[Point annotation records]

[start]

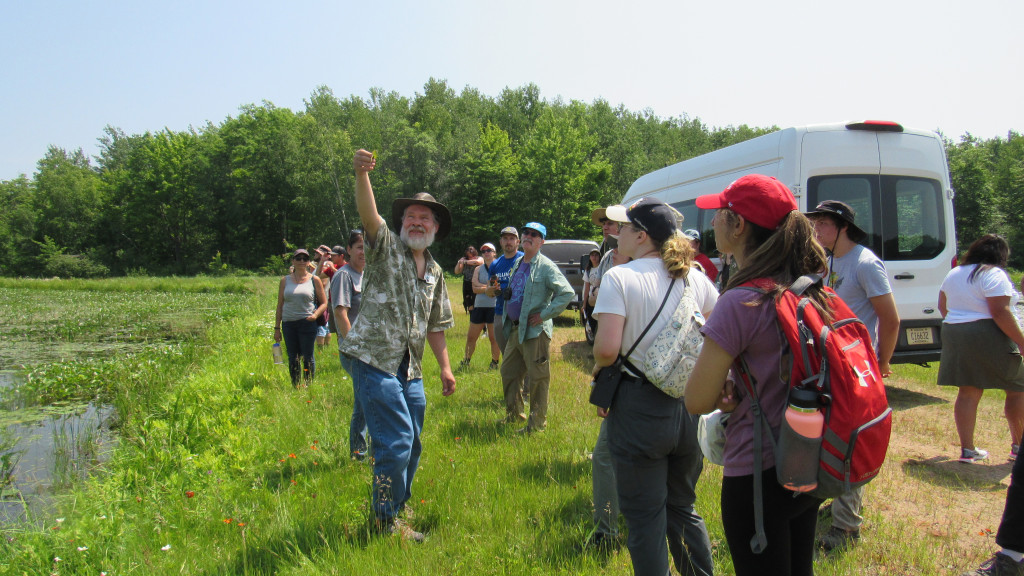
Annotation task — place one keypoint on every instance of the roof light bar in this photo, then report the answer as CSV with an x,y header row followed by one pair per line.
x,y
876,126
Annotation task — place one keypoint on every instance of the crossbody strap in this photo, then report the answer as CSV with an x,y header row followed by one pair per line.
x,y
760,540
626,359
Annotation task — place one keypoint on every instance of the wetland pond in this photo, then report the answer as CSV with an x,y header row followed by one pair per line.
x,y
60,345
43,448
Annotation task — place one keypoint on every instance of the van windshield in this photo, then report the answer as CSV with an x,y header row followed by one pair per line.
x,y
902,215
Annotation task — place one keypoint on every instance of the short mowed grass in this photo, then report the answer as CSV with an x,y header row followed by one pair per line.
x,y
223,468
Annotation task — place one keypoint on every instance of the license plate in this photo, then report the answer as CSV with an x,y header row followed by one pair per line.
x,y
919,336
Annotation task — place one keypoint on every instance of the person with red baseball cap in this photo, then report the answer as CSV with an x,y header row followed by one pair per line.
x,y
757,221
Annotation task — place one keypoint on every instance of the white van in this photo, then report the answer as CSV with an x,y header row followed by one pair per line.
x,y
895,178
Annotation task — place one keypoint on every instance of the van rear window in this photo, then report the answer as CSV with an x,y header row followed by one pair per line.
x,y
902,215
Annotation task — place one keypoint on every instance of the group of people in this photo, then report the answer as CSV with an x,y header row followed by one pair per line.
x,y
646,460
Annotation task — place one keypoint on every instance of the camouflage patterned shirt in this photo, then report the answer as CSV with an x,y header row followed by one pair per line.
x,y
398,309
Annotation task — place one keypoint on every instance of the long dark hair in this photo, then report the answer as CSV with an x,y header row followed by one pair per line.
x,y
988,251
783,255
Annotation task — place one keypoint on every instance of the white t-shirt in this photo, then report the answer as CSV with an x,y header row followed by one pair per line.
x,y
966,300
635,291
857,277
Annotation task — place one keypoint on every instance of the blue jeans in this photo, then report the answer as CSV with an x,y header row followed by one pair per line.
x,y
300,337
394,409
357,425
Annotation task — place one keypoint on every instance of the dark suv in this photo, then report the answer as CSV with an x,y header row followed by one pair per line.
x,y
568,254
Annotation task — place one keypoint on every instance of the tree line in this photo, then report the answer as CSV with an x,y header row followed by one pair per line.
x,y
241,195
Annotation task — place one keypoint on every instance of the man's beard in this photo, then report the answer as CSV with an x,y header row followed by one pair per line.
x,y
419,243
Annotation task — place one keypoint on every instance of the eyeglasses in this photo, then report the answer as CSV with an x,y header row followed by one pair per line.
x,y
634,225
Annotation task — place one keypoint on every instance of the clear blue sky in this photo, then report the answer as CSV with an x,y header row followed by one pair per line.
x,y
69,69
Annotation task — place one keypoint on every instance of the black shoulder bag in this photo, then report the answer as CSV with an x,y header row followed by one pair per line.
x,y
603,389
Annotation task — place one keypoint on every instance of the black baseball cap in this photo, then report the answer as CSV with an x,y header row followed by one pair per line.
x,y
844,212
649,214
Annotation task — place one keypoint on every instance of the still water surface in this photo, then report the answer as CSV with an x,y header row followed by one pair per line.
x,y
43,448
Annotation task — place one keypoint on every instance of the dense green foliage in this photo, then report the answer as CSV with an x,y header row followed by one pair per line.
x,y
239,195
988,177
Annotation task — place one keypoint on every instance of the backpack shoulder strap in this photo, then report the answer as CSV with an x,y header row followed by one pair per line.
x,y
626,358
760,540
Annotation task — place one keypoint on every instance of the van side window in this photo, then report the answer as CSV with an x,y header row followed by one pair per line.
x,y
699,220
912,218
902,215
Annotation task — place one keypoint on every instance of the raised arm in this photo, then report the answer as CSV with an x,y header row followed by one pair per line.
x,y
364,162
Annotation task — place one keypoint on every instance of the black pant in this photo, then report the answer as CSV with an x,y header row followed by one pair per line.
x,y
1011,534
300,335
790,525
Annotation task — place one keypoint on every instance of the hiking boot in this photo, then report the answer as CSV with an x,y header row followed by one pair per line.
x,y
408,512
969,456
998,565
398,527
837,539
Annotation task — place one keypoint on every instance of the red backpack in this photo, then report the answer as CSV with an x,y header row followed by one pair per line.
x,y
839,362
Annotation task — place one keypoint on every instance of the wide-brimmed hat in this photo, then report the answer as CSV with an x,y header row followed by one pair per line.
x,y
537,227
760,199
424,199
649,214
844,212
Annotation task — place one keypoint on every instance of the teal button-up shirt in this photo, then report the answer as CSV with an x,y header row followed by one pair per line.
x,y
547,292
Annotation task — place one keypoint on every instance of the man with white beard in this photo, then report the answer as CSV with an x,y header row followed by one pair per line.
x,y
404,304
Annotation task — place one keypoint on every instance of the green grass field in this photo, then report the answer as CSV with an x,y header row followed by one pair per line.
x,y
223,468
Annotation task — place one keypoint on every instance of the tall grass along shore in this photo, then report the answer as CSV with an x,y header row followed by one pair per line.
x,y
221,467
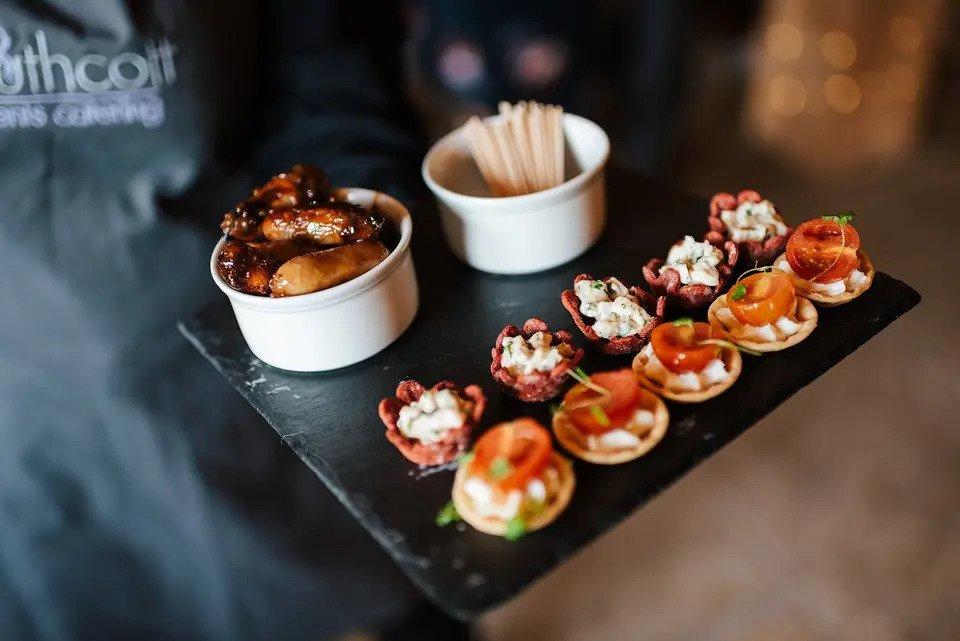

[end]

▸ TASK TO COMPLETE
Format all of the records as a numbered list with one line per item, omitting blank lines. Exclude the pictures from your answer.

▸ FINISHED TASK
1. Annotation task — place one keypoint on every instance of the roof light bar in this photo, then report the answer as CSV with an x,y header row followed by one pair per line.
2. x,y
3. 876,126
4. Annotation task — place one keypoint on every instance of the crossbody strap in this photo, then report the answer as CSV with an x,y header row followed by one pair per line.
5. x,y
6. 760,540
7. 626,359
8. Annotation task — place one keypoint on every instance of the wetland pond in this photo, then report the answer as CSV with an x,y header row followed by one pair per line.
9. x,y
10. 60,345
11. 43,448
12. Annotation task — place one keypoint on every instance of the van windshield in this photo, then report the answer as CSV with an x,y header row followed by one pair per line.
13. x,y
14. 902,215
15. Annotation task — place one keypoint on every instance of the short mowed grass in this photo, then report the answer as CSV with an x,y header row followed by one pair per line.
16. x,y
17. 223,468
18. Annotation task — place one keypoint on every instance of the license plate in this photo, then report the answer as CSV with an x,y header row followed by one pair per line.
19. x,y
20. 919,336
21. Annotation task — place one keypoint on every instance of the person with red baseball cap in this photo, then report the answer as CSV with an x,y header row followed by one pair per line.
22. x,y
23. 757,221
24. Annotation task — place one keypoint on every instance of the white van in this photo, then report the answer as CSV with an x,y header row followed by one pair per line.
25. x,y
26. 895,178
27. Annotation task — place one keypoint on every instance of the van rear window in this photo, then report the answer as CSV with an x,y header row followed by one pair per line.
28. x,y
29. 902,215
30. Annotation task — place one keypoint on every instance of the group of people in this photo, then report the answer as CSV with an x,y header row followed by one pair per line.
31. x,y
32. 646,460
33. Annotation task — place one keypoint on every instance of the camouflage patterned shirt in this photo, then report the answer as CSV with an x,y header row followed by one pair per line.
34. x,y
35. 398,309
36. Annotation task — place one keypoint on every instance of the long dark hair in this photo, then report the answer as CSV with an x,y header row followed by one pair per line.
37. x,y
38. 988,251
39. 783,255
40. Annotation task — place one keypoint on every instance of the white t-shirt in this photo, then report the answer as CSV with an x,y header row followed by one pair per line.
41. x,y
42. 966,300
43. 635,291
44. 857,277
45. Annotation task — place one keypoint on every instance of the blue jeans in this photo, then report the answer as CSV with an x,y header row followed by one pair per line.
46. x,y
47. 300,337
48. 394,409
49. 357,425
50. Annotation task — place one keypoint on every instance of the dark suv in this photo, then report the answer as CSV with an x,y header row followed by one pair per line.
51. x,y
52. 568,254
53. Annotation task — place one keypoint on every instance of the tree line in this photo, then report the answer as CSV with an x,y header row followed by one pair per line.
54. x,y
55. 241,195
56. Annotation task — place one keypoint on every instance of the man's beard in this photo, then report the answer as CSV with an x,y header row followed by one pair per line.
57. x,y
58. 419,243
59. Annotation task — place one keypoint on every instance of the eyeglasses in this photo, then report the answer as CSV with an x,y header row followed by one pair per line.
60. x,y
61. 634,225
62. Annotation task — place one keypoint on every instance of the clear blue sky in this photo, then report the answer as CSV with an x,y header row followed by one pair per line.
63. x,y
64. 69,69
65. Annotation task — place one keypoint on every instance of the black shoulder bag in this photo, then report the answer as CSV with an x,y header row followed by one pair per line.
66. x,y
67. 603,389
68. Annotation task — place one keypoint on every instance of the black baseball cap in this photo, then report the answer as CSV with an x,y header row followed by one pair per line.
69. x,y
70. 844,212
71. 649,214
72. Annotation task — place one keypoint on every instance of the still water surface in this photo, then report the answer as CSV with an x,y header row followed by one pair per line.
73. x,y
74. 43,448
75. Annotation task — place one keypoint on every instance of the dense green foliage in this photo, then report the answer as CSV with an x,y header row followed by one pair per line.
76. x,y
77. 239,195
78. 988,177
79. Annotation task — place one keypoint on every instance of the backpack shoulder strap in this photo, then report the answer as CSV with an x,y header row followed by one pair per line.
80. x,y
81. 626,358
82. 760,540
83. Annotation task — place one keypoint on every instance of the van side window in this photo, then report the answer as CSV with an x,y header row followed by one pair per line.
84. x,y
85. 699,220
86. 912,218
87. 902,215
88. Annotation task — place one keypoint on every instance of the raised arm in this photo, then report the answer as CSV with an x,y header row followed by one pair per line.
89. x,y
90. 364,162
91. Annotation task — place one keypoint on every instance of the black pant in this photo, then report the answer as CSV with an x,y header row followed by one pair per line.
92. x,y
93. 1011,534
94. 300,335
95. 790,525
96. Annotation task — place one keypoint on every instance of the hiking boot in this photo, then report the answer as CSV with an x,y header row followed by one pair per line.
97. x,y
98. 408,512
99. 969,456
100. 998,565
101. 398,527
102. 837,539
103. Annotation task — place one keypoint on every instance of the red backpack in this photo, then report the answer as CSV with an x,y header row followed by one pair per line.
104. x,y
105. 839,362
106. Annotation task — place one keypoint on every instance of the wide-brimmed hat in this photo, then report the answer as CSV with an x,y header row followed by one pair per line.
107. x,y
108. 537,227
109. 760,199
110. 424,199
111. 649,214
112. 844,212
113. Annotation task — place one keypoint on every instance of the teal button-up shirt in this photo, then report the answer as CSV with an x,y header row followed by one pair per line.
114. x,y
115. 547,292
116. Annotation task — place one keypoint on every instance of the man with white beard in this photo, then report the answer as CSV with an x,y header row followed by one pair per line.
117. x,y
118. 404,304
119. Annotation task — place one keypoint on every instance of the green grass field in this photo, then report the answer as CSV with an x,y header row followed by one pair per line.
120. x,y
121. 223,468
122. Annotation task — place one keypoint on every instance of the tall grass along shore in this photo, then report the answer as CSV with an x,y header row followed by one pair per line.
123. x,y
124. 221,467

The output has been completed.